* [Given instruction] Reproduce verbatim every line from the one that includes "For the evaluation, point out each instance of the red" to the closing line of the entries; omit everything before it.

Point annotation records
::::

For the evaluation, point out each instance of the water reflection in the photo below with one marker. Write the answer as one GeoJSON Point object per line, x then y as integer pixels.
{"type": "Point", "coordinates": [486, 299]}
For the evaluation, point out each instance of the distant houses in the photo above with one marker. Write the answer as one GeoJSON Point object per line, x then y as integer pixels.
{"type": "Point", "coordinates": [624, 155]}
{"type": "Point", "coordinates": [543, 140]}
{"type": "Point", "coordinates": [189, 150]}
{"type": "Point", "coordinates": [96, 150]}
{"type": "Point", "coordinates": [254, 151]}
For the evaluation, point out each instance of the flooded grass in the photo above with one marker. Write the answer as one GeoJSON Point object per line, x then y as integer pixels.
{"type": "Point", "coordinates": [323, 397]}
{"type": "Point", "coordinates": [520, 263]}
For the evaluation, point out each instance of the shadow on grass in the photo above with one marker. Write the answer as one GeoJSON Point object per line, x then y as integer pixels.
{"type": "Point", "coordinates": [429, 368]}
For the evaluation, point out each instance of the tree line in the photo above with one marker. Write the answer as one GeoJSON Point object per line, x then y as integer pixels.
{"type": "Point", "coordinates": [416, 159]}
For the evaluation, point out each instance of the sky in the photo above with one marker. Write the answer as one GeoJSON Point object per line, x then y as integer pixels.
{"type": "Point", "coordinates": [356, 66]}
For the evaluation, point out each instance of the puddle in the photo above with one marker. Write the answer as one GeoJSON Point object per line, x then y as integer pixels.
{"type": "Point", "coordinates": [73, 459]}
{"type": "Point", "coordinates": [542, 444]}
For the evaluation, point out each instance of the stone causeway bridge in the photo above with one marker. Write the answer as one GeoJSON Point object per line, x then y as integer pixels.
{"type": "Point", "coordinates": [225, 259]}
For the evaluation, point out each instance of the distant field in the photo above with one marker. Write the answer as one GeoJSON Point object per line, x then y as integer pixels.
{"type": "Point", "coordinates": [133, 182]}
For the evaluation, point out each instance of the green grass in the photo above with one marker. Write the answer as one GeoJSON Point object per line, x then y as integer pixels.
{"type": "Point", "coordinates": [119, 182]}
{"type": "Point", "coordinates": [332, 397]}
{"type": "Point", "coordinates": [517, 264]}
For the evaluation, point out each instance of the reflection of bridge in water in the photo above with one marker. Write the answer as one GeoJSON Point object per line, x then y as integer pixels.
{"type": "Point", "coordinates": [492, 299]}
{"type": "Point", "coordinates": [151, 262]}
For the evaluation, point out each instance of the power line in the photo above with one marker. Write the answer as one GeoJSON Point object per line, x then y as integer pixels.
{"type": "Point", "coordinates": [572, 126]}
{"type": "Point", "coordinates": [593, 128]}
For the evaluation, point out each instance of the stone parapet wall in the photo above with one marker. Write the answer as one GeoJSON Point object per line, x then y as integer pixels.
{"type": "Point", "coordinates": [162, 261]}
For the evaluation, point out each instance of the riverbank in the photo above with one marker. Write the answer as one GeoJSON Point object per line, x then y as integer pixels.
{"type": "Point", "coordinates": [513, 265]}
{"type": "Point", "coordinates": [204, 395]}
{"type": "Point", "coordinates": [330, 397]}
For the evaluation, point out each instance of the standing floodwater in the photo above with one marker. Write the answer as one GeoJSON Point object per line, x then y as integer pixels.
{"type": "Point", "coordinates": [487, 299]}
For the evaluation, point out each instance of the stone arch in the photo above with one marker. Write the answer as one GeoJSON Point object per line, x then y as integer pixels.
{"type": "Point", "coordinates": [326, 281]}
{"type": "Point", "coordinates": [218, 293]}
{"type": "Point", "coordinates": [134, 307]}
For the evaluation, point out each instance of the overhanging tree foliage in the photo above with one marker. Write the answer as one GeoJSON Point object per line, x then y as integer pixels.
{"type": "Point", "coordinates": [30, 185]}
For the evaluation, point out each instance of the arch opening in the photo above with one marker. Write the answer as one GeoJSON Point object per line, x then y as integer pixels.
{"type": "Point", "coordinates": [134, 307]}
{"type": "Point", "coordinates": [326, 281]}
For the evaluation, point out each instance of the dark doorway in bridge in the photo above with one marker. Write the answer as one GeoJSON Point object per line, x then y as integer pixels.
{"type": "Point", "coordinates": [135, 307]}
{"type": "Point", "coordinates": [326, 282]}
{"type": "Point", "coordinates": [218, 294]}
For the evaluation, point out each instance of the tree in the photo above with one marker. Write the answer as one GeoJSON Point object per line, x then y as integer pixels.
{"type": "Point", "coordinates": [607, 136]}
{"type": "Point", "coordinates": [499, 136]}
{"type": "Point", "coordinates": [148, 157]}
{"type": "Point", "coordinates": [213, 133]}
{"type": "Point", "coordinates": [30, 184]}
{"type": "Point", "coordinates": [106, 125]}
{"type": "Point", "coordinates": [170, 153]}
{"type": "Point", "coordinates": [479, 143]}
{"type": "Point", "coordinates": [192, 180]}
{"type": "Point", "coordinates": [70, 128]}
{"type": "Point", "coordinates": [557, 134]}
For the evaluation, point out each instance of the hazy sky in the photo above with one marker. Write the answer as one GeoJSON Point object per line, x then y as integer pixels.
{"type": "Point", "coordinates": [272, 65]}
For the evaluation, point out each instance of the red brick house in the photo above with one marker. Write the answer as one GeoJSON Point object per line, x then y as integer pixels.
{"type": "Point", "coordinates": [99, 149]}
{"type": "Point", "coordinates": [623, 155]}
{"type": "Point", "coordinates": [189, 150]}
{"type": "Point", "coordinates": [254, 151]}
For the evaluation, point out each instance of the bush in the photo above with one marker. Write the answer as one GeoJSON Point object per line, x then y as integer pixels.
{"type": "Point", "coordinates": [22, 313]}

::::

* [The answer]
For the evaluation, point out each instance of the red brick house in the photo above with one marker. Write the answer as one GeoJSON Point object per line, x then y as integer pixels.
{"type": "Point", "coordinates": [99, 149]}
{"type": "Point", "coordinates": [623, 155]}
{"type": "Point", "coordinates": [189, 150]}
{"type": "Point", "coordinates": [254, 151]}
For the evaluation, point out each instance of the bush in the photo above with one marker. Write the answer as one GeoJSON Point object per line, x then y as integer pixels.
{"type": "Point", "coordinates": [22, 313]}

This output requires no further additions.